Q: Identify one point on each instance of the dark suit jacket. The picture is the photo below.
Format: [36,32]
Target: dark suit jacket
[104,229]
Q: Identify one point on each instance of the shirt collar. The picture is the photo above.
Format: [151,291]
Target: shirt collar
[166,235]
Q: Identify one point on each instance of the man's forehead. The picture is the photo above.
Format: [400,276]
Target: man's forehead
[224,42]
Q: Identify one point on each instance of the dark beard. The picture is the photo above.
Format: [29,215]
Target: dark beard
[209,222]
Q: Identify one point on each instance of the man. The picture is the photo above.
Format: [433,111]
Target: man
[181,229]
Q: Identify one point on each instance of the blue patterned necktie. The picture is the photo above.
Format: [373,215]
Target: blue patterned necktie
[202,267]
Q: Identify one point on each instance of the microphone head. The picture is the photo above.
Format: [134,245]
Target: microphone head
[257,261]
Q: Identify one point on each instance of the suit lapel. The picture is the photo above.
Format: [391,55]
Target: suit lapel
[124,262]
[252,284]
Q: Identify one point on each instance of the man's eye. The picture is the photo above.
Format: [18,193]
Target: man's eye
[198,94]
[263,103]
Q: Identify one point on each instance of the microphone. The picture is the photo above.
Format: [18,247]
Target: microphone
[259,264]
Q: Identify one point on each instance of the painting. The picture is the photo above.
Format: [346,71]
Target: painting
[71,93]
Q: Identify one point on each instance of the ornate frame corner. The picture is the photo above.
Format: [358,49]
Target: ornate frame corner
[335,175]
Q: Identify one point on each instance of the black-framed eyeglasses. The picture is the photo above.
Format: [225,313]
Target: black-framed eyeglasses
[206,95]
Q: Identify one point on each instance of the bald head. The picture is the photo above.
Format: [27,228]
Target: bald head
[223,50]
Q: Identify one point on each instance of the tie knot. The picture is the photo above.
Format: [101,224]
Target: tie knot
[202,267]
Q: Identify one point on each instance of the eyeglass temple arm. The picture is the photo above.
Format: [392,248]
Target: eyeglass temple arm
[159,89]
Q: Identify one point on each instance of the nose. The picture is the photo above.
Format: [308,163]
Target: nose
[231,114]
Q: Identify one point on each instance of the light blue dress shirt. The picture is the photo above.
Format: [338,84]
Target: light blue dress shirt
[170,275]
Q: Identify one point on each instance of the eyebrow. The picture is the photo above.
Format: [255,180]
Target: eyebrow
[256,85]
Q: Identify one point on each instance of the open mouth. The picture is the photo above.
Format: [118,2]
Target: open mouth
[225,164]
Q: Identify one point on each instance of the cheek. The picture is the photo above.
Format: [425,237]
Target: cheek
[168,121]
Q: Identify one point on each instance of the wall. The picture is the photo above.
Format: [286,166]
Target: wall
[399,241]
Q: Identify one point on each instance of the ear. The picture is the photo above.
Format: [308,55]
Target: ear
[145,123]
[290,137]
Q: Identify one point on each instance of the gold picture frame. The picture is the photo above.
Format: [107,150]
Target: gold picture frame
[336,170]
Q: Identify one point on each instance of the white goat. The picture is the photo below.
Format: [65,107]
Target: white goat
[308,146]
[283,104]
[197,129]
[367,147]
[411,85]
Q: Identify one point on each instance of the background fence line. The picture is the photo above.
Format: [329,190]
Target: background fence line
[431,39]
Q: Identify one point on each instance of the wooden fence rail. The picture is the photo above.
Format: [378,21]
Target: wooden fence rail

※ ※ ※

* Task item *
Transcribe the material above in its entirety, precisely as written.

* Exercise solution *
Q: Identify one point on each instance of the dark suit jacket. The picture is the photo below.
Format: [36,32]
Target: dark suit jacket
[104,229]
Q: Identify one point on each instance of the shirt collar. The picture is the photo above.
Format: [151,291]
Target: shirt collar
[166,235]
Q: Identify one point on each instance of the man's forehead. The picture is the photo above.
Format: [400,276]
Target: man's forehead
[224,42]
Q: Identify one point on each instance of the dark beard. The picture is the photo above.
Format: [29,215]
Target: dark beard
[209,222]
Q: Identify one point on each instance of the man. The picture is the photo above.
Format: [433,111]
Target: man
[181,229]
Q: Identify one point on each instance of the blue patterned necktie. The picture is the photo above.
Format: [373,215]
Target: blue patterned necktie
[202,267]
Q: Identify one point on each instance of the microphone head. The picture is the photo above.
Format: [134,245]
Target: microphone head
[257,261]
Q: Identify one point on each instance of the suit lapel. The picture is the photo above.
Format: [391,55]
Target: suit lapel
[124,262]
[252,284]
Q: Identify one point on each instance of the man's eye. The picture is the photo above.
Format: [18,193]
Target: man's eye
[198,94]
[263,103]
Q: Identify one point on each instance of the microphone. The picture is the photo above.
Format: [18,247]
Target: microphone
[259,264]
Q: Identify one point on each instance of the painting. The picture is the photo above.
Format: [346,71]
Target: painting
[71,93]
Q: Identify one point on each instance of the ornate frame corner. The picture is the photo above.
Format: [358,49]
Target: ornate frame corner
[335,175]
Q: Identify one point on each instance of the black-framed eyeglasses. The picture is the photo above.
Format: [225,313]
Target: black-framed eyeglasses
[206,95]
Q: Identify one point on each instance of the bald head. The picture is the photo above.
Format: [27,228]
Target: bald head
[223,50]
Q: Identify one point on each instance of the tie knot. The picture is the photo above.
Format: [101,224]
Target: tie knot
[202,267]
Q: Identify one point on each instance of the eyeglass temple arm. The picture is the photo above.
Format: [392,248]
Target: eyeglass temple arm
[159,89]
Q: Identify one point on each instance of the nose. The picture is the photo above.
Format: [308,163]
Target: nose
[231,114]
Q: Identify one point on each instance of the light blue dress shirt. The picture is the photo above.
Format: [338,84]
Target: light blue dress shirt
[170,275]
Q: Identify one point on each instance of the eyebrow. The picture is the photo above.
Format: [255,180]
Target: eyebrow
[256,85]
Q: Identify one point on each instance of the open mouth. The picture is the photo above.
Format: [118,2]
Target: open mouth
[225,164]
Q: Identify one point on each instance of the cheek. The picture is the photo above.
Format: [425,237]
Target: cheek
[168,121]
Q: Identify one point on each instance of the wall. The picture is the photo above.
Format: [286,166]
Target: wall
[399,241]
Q: Identify one point on each instance of the ear. The picture is the photo above.
Format: [308,55]
Target: ear
[145,123]
[290,137]
Q: Identify one point on each instance of the gold picture frame. The picture is the photo above.
Format: [107,150]
Target: gold picture frame
[336,170]
Q: Identify one point on each instance of the white goat. The picture is the photo below.
Format: [65,107]
Target: white goat
[308,146]
[283,104]
[197,129]
[367,147]
[411,85]
Q: Identify one point on each instance of the background fence line. The picture is the photo above.
Format: [329,190]
Target: background fence line
[431,39]
Q: Identify one point on each instance of the wooden fence rail. The picture is the photo above.
Format: [378,21]
Target: wooden fence rail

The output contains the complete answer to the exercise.